EXERCISE INSTRUCTIONS: Print all of the data exactly.

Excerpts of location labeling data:
▬▬▬▬▬▬▬▬▬▬
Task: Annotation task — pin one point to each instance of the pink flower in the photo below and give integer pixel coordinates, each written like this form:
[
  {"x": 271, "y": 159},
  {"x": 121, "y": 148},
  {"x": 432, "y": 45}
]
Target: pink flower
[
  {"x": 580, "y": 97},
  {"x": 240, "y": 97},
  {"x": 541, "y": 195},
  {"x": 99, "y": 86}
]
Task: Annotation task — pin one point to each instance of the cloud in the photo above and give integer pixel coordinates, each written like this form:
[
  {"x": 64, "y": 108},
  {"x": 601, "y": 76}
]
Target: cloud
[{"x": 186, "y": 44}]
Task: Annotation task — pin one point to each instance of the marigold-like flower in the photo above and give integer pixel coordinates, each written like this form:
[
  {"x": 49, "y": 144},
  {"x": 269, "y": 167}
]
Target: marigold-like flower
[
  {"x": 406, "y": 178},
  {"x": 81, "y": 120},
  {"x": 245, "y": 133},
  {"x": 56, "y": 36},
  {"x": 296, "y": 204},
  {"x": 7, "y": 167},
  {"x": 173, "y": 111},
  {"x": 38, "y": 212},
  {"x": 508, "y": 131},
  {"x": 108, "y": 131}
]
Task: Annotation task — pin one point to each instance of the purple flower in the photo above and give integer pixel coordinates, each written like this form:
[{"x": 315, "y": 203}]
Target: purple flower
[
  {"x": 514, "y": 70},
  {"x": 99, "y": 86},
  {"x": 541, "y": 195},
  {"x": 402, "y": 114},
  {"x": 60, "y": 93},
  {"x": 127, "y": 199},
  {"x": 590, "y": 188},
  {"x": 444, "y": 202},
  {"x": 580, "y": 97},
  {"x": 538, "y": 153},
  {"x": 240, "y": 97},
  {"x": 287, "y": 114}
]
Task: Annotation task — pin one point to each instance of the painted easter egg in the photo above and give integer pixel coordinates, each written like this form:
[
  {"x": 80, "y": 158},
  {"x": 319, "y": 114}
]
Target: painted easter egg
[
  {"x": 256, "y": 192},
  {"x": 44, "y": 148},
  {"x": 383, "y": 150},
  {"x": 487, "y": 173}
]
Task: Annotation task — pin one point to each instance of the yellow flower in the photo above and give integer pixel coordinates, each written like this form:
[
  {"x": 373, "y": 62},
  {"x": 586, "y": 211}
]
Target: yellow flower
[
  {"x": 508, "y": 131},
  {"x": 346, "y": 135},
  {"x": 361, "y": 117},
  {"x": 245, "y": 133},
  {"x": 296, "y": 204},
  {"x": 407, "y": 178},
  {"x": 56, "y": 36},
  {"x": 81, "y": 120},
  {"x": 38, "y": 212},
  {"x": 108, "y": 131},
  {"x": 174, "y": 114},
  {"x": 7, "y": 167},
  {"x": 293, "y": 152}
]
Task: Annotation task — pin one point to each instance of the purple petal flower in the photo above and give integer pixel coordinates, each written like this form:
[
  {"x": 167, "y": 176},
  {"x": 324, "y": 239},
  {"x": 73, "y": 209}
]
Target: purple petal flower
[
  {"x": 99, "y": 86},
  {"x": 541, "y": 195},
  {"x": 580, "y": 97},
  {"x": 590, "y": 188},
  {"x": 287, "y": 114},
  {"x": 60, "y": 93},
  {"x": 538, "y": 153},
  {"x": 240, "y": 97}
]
▬▬▬▬▬▬▬▬▬▬
ANSWER TO THIS PROBLEM:
Task: Annotation task — pin one point to each instance of the pink flower in the photo below and give integer pixel coordinates, each written like this form:
[
  {"x": 271, "y": 159},
  {"x": 121, "y": 148},
  {"x": 432, "y": 45}
]
Target: pink flower
[
  {"x": 580, "y": 97},
  {"x": 240, "y": 97},
  {"x": 541, "y": 195},
  {"x": 99, "y": 86}
]
Task: Annotation task — pin one point to each instance of the cloud in the photo above and give integer pixel coordinates, each written like this form:
[
  {"x": 64, "y": 108},
  {"x": 601, "y": 76}
]
Target: cloud
[{"x": 186, "y": 44}]
Task: Annotation task — pin one point to each instance of the marigold-like flower in the photo above and give integer pixel coordinates, each written like this form:
[
  {"x": 49, "y": 144},
  {"x": 269, "y": 167}
]
Target: marigold-like flower
[
  {"x": 406, "y": 178},
  {"x": 81, "y": 120},
  {"x": 245, "y": 133},
  {"x": 56, "y": 36},
  {"x": 296, "y": 204},
  {"x": 7, "y": 167},
  {"x": 173, "y": 111},
  {"x": 38, "y": 212},
  {"x": 508, "y": 131},
  {"x": 108, "y": 131}
]
Task: Annotation task — pin one point to each instance of the purple flower in the photo above and give integer pixel coordinates, each written like this form:
[{"x": 315, "y": 203}]
Target: purple flower
[
  {"x": 514, "y": 70},
  {"x": 99, "y": 86},
  {"x": 541, "y": 195},
  {"x": 402, "y": 114},
  {"x": 60, "y": 93},
  {"x": 127, "y": 199},
  {"x": 590, "y": 188},
  {"x": 444, "y": 202},
  {"x": 580, "y": 97},
  {"x": 538, "y": 153},
  {"x": 240, "y": 97},
  {"x": 287, "y": 114}
]
Task: Annotation task — pin one point to each instance of the painted easter egg in the photo above and give integer pixel coordinates, each written like this form:
[
  {"x": 80, "y": 158},
  {"x": 319, "y": 114}
]
Target: painted easter egg
[
  {"x": 256, "y": 192},
  {"x": 44, "y": 148},
  {"x": 383, "y": 150},
  {"x": 487, "y": 173}
]
Task: Annotation task — pin one point to each instance of the yellow flower in the photo above and give integer pixel coordinates, each written like this form:
[
  {"x": 373, "y": 62},
  {"x": 586, "y": 211}
]
Target: yellow flower
[
  {"x": 508, "y": 131},
  {"x": 346, "y": 135},
  {"x": 361, "y": 117},
  {"x": 245, "y": 133},
  {"x": 296, "y": 204},
  {"x": 407, "y": 178},
  {"x": 56, "y": 36},
  {"x": 81, "y": 120},
  {"x": 38, "y": 212},
  {"x": 108, "y": 131},
  {"x": 174, "y": 114},
  {"x": 7, "y": 167},
  {"x": 293, "y": 152}
]
Task: Annotation task — pin one point to each instance of the purple petal flower in the photo above and give integer pixel coordinates, each written like this form:
[
  {"x": 167, "y": 176},
  {"x": 324, "y": 239},
  {"x": 73, "y": 209}
]
Target: purple petal flower
[
  {"x": 99, "y": 86},
  {"x": 541, "y": 195},
  {"x": 580, "y": 97},
  {"x": 590, "y": 188},
  {"x": 287, "y": 114},
  {"x": 60, "y": 93},
  {"x": 538, "y": 153},
  {"x": 240, "y": 97}
]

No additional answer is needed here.